▶ Passage shown:
· · · ·

It’s finally happening: The world-famous Michelin Guide is coming to Boston. A Northeast edition, coming this fall, adds Boston and Philadelphia to an East Coast slate that includes New York City, Chicago and Washington, D.C..
Prognosticating what restaurants in Greater Boston will make the heralded star list – getting a revered Michelin rating of one to three stars, with three being the most exceptional – has become a food-scene parlor game.
Sarma and Oleana in Somerville and Cambridge and Somaek Korean and Mooncusser Fish House in Boston were on the tongues of several fine-establishment proprietors we spoke to. (Mooncusser is run by Carl Dooley, a partner at The Table at Season to Taste, the haute, popular culinary “special outing” in North Cambridge that had reservations overflowing weeks out until the disruption of the Covid pandemic.)
“The arrival of the Michelin Guide in Boston is more than overdue,” said Erin Miller, the James Beard-nominated chef and owner of Urban Hearth. “It brings long-deserved recognition to a city whose culinary scene has depth, talent and a strong sense of identity.”
Robert Harris, owner and chef of Season to Taste – now in a new form in Neighborhood 9 – agreed: “Boston deserves it. We have a great food scene.”
There are long odds to notching a star. In New York City, only 72 restaurants earned a star rating, and only five were awarded three. In Washington, D.C., the total is in the 20s.
The ratings are based solely on food quality and consistency, Michelin says. The guide’s gastro graders are in the field now noshing, noting and retrying – again and again – anonymously, similar to what food writer Devra First does at The Boston Globe and what we try to do here at the Day. Restaurants that garner a hard-to-score Michelin star are reviewed by more than one inspector.

· · · ·

▶ Work task:
Carry the article on the Michelin Guide's arrival in Boston forward from its last sentence. The material that comes after this text has no connection to it.

Excerpts from a dataset:
· · · ·

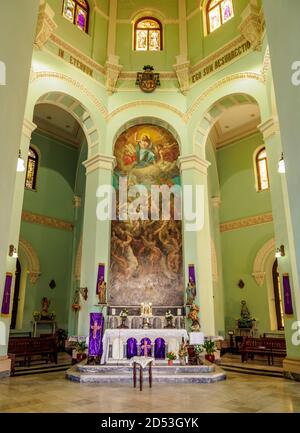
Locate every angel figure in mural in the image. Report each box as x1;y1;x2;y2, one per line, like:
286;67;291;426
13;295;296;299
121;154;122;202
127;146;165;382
135;134;156;168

· · · ·

▶ Written answer:
The Michelin Guide has been a measure of culinary excellence for more than 125 years, created by a French tire company to help encourage driving through the 1900s version of Fomo. You can still get the guide in print, but during the pandemic Michelin pivoted to be online and accessible by app.
The Michelin portal has a fairly exhaustive listing of most all area restaurants that can be sorted and filtered by location and category – a much-needed resource, given the recent gutting of the website Eater. Michelin, though it leans toward fine dining, is not just about top-dollar eateries; there is a “Bib Gourmand” tag to signal where users can find good food at a good price. Michelin also notes sustainability efforts.
Michelin is a pay-to-play venture, and it’s estimated that Boston and Cambridge tourism bureaus and others ponied up $1 million for a three-year deal. The sponsor city has no input into the final Michelin list.
“The recognition that comes with Michelin is not just about stars,” said Candice Beaulieu, interim director of the Cambridge Office for Tourism. “It’s about telling the story of our chefs, our neighborhoods and the unique dining experiences that define this city.”
Miller, of Urban Hearth, added: “The spotlight doesn’t just validate the work, it helps amplify it, drawing new voices, new energy and curious diners from around the world who want to explore what makes this city such a dynamic dining destination.”